Exercise brief | Put these records into a two-column CSV with the headers "prompt" and "answer", one row per record. Put each record's text in "prompt" and its answer in "answer", with each field quoted and line breaks replaced by spaces.

(Part of a data file)

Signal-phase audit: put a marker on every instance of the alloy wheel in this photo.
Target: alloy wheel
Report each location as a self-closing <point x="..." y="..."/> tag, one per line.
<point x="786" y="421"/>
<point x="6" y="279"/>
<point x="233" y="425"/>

Solution |
prompt,answer
"Signal-phase audit: put a marker on every instance of the alloy wheel in this photo. Target: alloy wheel Report each location as a self-closing <point x=""..."" y=""...""/> tag, one per line.","<point x=""786"" y=""421""/> <point x=""6"" y=""279""/> <point x=""233"" y=""425""/>"